── EXTRACTED MATERIAL

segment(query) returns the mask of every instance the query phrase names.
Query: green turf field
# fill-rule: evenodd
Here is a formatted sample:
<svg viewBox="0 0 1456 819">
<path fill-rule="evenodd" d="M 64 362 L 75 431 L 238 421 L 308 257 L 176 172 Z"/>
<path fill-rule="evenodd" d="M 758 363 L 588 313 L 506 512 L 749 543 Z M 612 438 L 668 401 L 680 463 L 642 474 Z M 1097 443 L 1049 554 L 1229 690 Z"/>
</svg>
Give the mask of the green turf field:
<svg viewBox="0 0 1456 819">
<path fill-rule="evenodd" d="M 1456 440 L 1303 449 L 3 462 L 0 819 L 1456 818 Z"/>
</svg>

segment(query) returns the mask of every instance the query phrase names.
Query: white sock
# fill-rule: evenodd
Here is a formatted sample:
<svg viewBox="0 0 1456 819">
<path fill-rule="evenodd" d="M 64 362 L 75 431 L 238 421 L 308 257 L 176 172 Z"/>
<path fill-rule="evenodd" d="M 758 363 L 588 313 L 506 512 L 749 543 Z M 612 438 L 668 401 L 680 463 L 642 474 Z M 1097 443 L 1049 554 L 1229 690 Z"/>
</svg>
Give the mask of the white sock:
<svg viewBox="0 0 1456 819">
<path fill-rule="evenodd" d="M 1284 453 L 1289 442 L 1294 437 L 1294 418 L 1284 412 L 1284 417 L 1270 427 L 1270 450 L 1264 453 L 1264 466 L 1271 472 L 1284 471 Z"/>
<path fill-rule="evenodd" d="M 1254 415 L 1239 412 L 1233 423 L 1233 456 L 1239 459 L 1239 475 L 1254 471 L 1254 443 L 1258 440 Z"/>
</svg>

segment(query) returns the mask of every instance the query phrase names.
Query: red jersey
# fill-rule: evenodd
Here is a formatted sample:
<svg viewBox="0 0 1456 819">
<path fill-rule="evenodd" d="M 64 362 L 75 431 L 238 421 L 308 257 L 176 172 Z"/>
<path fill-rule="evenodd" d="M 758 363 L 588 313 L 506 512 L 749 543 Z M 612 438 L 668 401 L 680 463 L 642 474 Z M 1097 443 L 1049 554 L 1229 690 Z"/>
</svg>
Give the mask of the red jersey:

────

CHALLENGE
Please update all the records above so that "formatted sample" reads "reference layout" wherever it occurs, and leave everything else unchanged.

THE RESPONSE
segment(query) returns the mask of every instance the query phrase names.
Query: green turf field
# fill-rule: evenodd
Here is a reference layout:
<svg viewBox="0 0 1456 819">
<path fill-rule="evenodd" d="M 64 362 L 75 431 L 238 421 L 308 257 L 176 172 Z"/>
<path fill-rule="evenodd" d="M 758 363 L 588 313 L 506 512 L 749 543 Z M 612 438 L 668 401 L 680 463 L 642 474 Z M 1097 443 L 1049 554 L 1229 690 Z"/>
</svg>
Give the mask of the green turf field:
<svg viewBox="0 0 1456 819">
<path fill-rule="evenodd" d="M 1456 440 L 1303 449 L 3 462 L 0 819 L 1456 818 Z"/>
</svg>

segment(query) returns the mask of every instance the query phrase names.
Query: white sock
# fill-rule: evenodd
Here is a reference layout:
<svg viewBox="0 0 1456 819">
<path fill-rule="evenodd" d="M 64 362 L 75 431 L 238 421 L 308 257 L 176 172 Z"/>
<path fill-rule="evenodd" d="M 758 363 L 588 313 L 506 512 L 749 543 Z M 612 438 L 668 401 L 680 463 L 642 474 Z M 1097 443 L 1049 554 L 1229 690 Z"/>
</svg>
Give the mask of the white sock:
<svg viewBox="0 0 1456 819">
<path fill-rule="evenodd" d="M 1284 453 L 1289 442 L 1294 437 L 1294 418 L 1284 412 L 1284 417 L 1270 427 L 1270 450 L 1264 453 L 1264 466 L 1271 472 L 1284 471 Z"/>
<path fill-rule="evenodd" d="M 1254 415 L 1239 412 L 1233 423 L 1233 456 L 1239 459 L 1239 475 L 1254 471 L 1254 443 L 1258 440 Z"/>
</svg>

segment(query) returns the mask of every instance the query phrase names.
Query: red jersey
# fill-rule: evenodd
Here is a reference layout:
<svg viewBox="0 0 1456 819">
<path fill-rule="evenodd" d="M 64 362 L 75 431 L 238 421 L 308 257 L 176 172 Z"/>
<path fill-rule="evenodd" d="M 758 363 L 588 313 L 506 512 L 749 543 Z M 612 438 L 668 401 L 680 463 L 642 474 Z M 1097 443 L 1049 554 L 1229 690 Z"/>
</svg>
Give the mask of the red jersey:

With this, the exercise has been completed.